Rushford v. LaGuardia

Schmuck, J.

The petitioners hereby seek to compel the respondents to pay them the salary fixed in the budget of the city of New York which has been declared by the Court of Appeals to be the valid budget for the year 1938. (Dixon v. LaGuardia, 277 N. Y. 84.)

*582The respondents resist on the ground that they, in the exercise of authority vested in them by sections 67 and 68 of New York City Charter, were empowered to act as they did.

By virtue of the budget adopted before December 25, 1937, the salaries of the petitioners were fixed at $3,240 annually. After the formation of the new board of estimate on January 3, 1938, a new budget was sought to be adopted whereby the salaries of petitioners were reduced to $2,000 annually. This budget was adjudged by Mr. Justice McGeehan to be abortive (Dixon v. LaGuardia, 166 Misc. 889) and his determination was approved by the Appellate Division (253 App. Div. 881) and the Court of Appeals. In consequence of his decision the petitioners, as clerks to the justices of the Municipal Court of the City of New York, were entitled to be paid and did receive remuneration at the rate of $3,240 annually. They were thus paid until March 15, 1938, when, by virtue of a resolution of the board of estimate, effectuated on February 28, 1938, they were paid at the rate of $1,200 annually. This drastic reduction in salary is sought to be justified on the ground that sections 67 and 68 of the New York City Charter give to the. board of estimate the authority to modify the salary of public officials situated as are these petitioners.

Records from a collection
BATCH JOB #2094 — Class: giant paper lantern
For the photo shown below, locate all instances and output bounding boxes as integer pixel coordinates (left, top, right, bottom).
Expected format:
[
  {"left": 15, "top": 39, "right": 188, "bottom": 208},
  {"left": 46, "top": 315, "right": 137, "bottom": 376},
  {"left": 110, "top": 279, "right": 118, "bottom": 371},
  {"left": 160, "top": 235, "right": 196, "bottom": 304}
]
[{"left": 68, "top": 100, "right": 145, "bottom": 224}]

| Actions to take |
A) Rewrite everything in the Rushford v. LaGuardia opinion from "Schmuck, J." down to "277 N. Y. 84.)", replacing "respondents" with "city officials".
B) According to the Rushford v. LaGuardia opinion, at what annual rate were the petitioners paid beginning March 15, 1938?

| The answers |
A)
Schmuck, J.

The petitioners hereby seek to compel the city officials to pay them the salary fixed in the budget of the city of New York which has been declared by the Court of Appeals to be the valid budget for the year 1938. (Dixon v. LaGuardia, 277 N. Y. 84.)

B) At the rate of $1,200 annually.